§ **Short task**
Copy the lines below word for word, keeping every character and number unchanged.

--- Start of Material for this task ---

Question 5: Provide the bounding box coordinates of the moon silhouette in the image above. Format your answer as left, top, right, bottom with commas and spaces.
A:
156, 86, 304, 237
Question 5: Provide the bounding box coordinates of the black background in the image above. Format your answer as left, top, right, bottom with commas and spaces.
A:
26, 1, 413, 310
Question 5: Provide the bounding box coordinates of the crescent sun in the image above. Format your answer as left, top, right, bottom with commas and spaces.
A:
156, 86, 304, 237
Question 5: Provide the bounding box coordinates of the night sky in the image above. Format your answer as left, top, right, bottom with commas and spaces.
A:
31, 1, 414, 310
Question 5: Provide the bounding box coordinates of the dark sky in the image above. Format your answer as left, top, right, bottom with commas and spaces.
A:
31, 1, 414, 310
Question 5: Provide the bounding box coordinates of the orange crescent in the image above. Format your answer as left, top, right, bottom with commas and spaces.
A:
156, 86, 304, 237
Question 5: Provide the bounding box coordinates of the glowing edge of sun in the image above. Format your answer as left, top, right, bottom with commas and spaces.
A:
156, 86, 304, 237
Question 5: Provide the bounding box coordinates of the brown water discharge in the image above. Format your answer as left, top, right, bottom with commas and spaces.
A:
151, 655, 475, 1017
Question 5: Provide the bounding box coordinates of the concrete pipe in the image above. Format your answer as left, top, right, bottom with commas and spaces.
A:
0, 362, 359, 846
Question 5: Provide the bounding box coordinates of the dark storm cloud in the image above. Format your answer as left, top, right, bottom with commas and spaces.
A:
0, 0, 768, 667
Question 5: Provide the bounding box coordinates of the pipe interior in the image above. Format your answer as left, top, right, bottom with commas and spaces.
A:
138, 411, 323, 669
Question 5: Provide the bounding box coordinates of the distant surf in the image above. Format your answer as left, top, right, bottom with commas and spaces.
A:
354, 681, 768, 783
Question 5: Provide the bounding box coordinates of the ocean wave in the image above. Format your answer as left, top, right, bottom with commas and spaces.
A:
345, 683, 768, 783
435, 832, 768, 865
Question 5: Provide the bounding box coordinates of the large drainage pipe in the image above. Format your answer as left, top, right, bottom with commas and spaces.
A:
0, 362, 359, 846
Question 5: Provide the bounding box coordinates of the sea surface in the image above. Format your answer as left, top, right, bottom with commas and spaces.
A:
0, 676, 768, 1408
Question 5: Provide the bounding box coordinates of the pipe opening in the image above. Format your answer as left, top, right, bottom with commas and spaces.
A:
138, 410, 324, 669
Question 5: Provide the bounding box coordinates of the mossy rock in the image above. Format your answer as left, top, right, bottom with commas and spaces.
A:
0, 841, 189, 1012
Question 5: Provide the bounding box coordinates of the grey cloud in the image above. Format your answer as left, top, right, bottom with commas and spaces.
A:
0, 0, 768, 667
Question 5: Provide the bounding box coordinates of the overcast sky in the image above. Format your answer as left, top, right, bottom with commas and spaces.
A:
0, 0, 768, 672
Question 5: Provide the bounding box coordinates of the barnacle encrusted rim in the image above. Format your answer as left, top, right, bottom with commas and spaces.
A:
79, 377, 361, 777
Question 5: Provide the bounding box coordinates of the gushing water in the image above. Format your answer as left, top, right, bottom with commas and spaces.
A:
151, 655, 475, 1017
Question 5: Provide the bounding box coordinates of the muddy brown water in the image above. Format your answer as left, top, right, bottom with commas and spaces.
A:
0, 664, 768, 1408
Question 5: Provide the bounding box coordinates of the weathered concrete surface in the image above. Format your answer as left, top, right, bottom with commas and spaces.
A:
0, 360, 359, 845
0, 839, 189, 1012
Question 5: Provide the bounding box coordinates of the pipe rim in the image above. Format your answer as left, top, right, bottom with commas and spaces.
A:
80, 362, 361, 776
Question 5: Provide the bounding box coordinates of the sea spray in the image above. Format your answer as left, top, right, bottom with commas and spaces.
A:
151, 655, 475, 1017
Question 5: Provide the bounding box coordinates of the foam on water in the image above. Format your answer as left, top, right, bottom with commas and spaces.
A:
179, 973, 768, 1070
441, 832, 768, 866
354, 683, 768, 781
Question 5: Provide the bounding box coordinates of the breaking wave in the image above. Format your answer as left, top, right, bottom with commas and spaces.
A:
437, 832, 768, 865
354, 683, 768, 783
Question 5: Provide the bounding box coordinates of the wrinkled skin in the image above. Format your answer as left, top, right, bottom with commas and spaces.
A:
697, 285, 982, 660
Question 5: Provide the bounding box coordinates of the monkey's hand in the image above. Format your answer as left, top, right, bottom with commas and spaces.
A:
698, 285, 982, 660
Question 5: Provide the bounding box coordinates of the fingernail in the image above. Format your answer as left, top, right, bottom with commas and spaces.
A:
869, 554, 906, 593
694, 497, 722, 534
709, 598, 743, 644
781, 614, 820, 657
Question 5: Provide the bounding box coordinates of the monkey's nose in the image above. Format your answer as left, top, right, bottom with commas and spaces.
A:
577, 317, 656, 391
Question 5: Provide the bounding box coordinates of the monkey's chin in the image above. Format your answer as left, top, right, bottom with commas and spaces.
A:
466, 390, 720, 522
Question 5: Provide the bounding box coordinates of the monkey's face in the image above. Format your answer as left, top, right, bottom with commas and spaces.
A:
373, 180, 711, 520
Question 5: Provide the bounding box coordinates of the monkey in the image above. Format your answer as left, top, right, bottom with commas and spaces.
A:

--- End of Material for this task ---

§ **Solution to the problem**
Question 5: Provide the bounding box coordinates of the moon silhouette in the image above. Format your answer as left, top, right, bottom with commas and spaces.
A:
156, 86, 304, 237
Question 5: Provide the bounding box coordinates of the black background in the image above. Format your answer as left, top, right, bottom with commas and spaces.
A:
26, 1, 413, 310
Question 5: Provide the bounding box coordinates of the crescent sun in the image above. Format your answer as left, top, right, bottom with commas and spaces.
A:
156, 86, 304, 237
Question 5: Provide the bounding box coordinates of the night sky in the image above. Format your answer as left, top, right, bottom with commas and spaces.
A:
31, 1, 414, 310
Question 5: Provide the bounding box coordinates of the dark sky in the image above. Format your answer as left, top, right, bottom with commas and spaces.
A:
31, 1, 414, 310
Question 5: Provide the bounding box coordinates of the orange crescent in the image above. Format your answer as left, top, right, bottom with commas and spaces.
A:
156, 86, 304, 237
Question 5: Provide the bounding box coordinates of the glowing edge of sun in the image above. Format your answer as left, top, right, bottom with commas and spaces.
A:
156, 86, 304, 237
Question 5: Provide the bounding box coordinates of the brown water discharge in the image above. Format your answer as left, top, right, bottom with commas and spaces.
A:
151, 655, 475, 1017
Question 5: Provide the bounding box coordinates of the concrete pipe in the image above. Format your answer as left, top, right, bottom with commas and spaces.
A:
0, 362, 359, 846
Question 5: Provide the bounding box coordinates of the dark storm cloud in the image above. Format your answer as left, top, right, bottom with commas and spaces.
A:
0, 0, 768, 667
Question 5: Provide the bounding box coordinates of the pipe interior in the image above. Format your answer as left, top, right, bottom with commas and spaces.
A:
138, 411, 323, 669
Question 5: Provide the bounding box coordinates of the distant surf in the image above. Format your answer as left, top, right, bottom with commas and spaces.
A:
354, 681, 768, 783
Question 5: Provide the bounding box coordinates of the ocean wave in the image above. Format your answer as left, top, right, bottom with commas and spaces.
A:
345, 683, 768, 783
435, 832, 768, 865
Question 5: Provide the bounding box coordinates of the large drainage pipe in the image above. Format your answer as left, top, right, bottom with commas and spaces.
A:
0, 362, 359, 846
Question 5: Provide the bounding box coordinates of the sea surface in the image above. Format your answer as left, top, right, bottom with commas and spaces.
A:
0, 676, 768, 1408
Question 5: Provide the bounding box coordinates of the pipe opening in the image above. Format your answer as left, top, right, bottom with commas and spaces.
A:
138, 410, 324, 669
Question 5: Provide the bounding box coordinates of the mossy rock in the image above. Format your answer as left, top, right, bottom with commas and spaces.
A:
0, 841, 189, 1012
Question 5: Provide the bounding box coordinates of the grey cloud in the image above. Format your answer as left, top, right, bottom with commas and spaces.
A:
0, 0, 768, 667
Question 5: Provide the bounding box coordinates of the overcast sky in the image above. Format your answer as left, top, right, bottom with commas and spaces.
A:
0, 0, 768, 672
Question 5: Provide the bounding box coordinates of the barnacle encrusted rim in the image above. Format your answer as left, top, right, bottom with commas and spaces.
A:
79, 377, 361, 777
Question 5: Provide the bounding box coordinates of the gushing water in the image above. Format your answer as left, top, right, bottom with commas and spaces.
A:
151, 655, 475, 1017
Question 5: Provide the bounding box coordinates of the muddy brown water in the image above. Format your answer as left, top, right, bottom with commas and spaces.
A:
0, 664, 768, 1408
Question 5: Provide the bounding box coordinates of the weathered concrete surface in the image above. Format your answer as left, top, right, bottom with commas and spaces.
A:
0, 360, 359, 845
0, 839, 189, 1012
Question 5: Provide the bounding box coordinates of the pipe rim in the image above. Format your answer as left, top, right, bottom with commas and spaces.
A:
80, 362, 361, 776
Question 5: Provide the bounding box coordinates of the sea spray in the image above. Format your answer as left, top, right, bottom with commas and spaces.
A:
151, 655, 475, 1017
Question 5: Provide the bounding box coordinates of the foam on water in the image above. Format your answer as left, top, right, bottom with commas and spaces.
A:
179, 973, 768, 1070
441, 832, 768, 866
354, 683, 768, 781
Question 5: Provide the bounding box coordinates of the breaking wave in the image above. Format your answer as left, top, right, bottom with commas and spaces.
A:
437, 832, 768, 865
354, 683, 768, 783
Question 5: Provide the bounding box coordinates of the wrinkled skin in the image above. Format your answer as left, top, right, bottom with commas and spaces.
A:
697, 285, 982, 660
Question 5: Provide the bounding box coordinates of the monkey's hand in the image above. Format your answer as left, top, right, bottom with commas and spaces.
A:
698, 285, 982, 660
Question 5: Provide the bounding box coordinates of the fingernail in the image above. Format your answer as left, top, right, bottom with commas and spaces.
A:
869, 554, 906, 593
694, 497, 722, 534
709, 598, 743, 644
781, 614, 820, 657
Question 5: Provide the bounding box coordinates of the monkey's nose in the image above. Format your answer as left, top, right, bottom with commas and spaces.
A:
577, 317, 656, 391
Question 5: Provide the bounding box coordinates of the monkey's chin in the image above. Format your answer as left, top, right, bottom with commas and spaces.
A:
466, 390, 720, 522
Question 5: Provide the bounding box coordinates of the monkey's face in the image above. Format your answer as left, top, right, bottom with commas and spaces.
A:
373, 180, 711, 520
Question 5: Provide the bounding box coordinates of the monkey in the image above. Format your answer as left, top, right, bottom with commas and spaces.
A:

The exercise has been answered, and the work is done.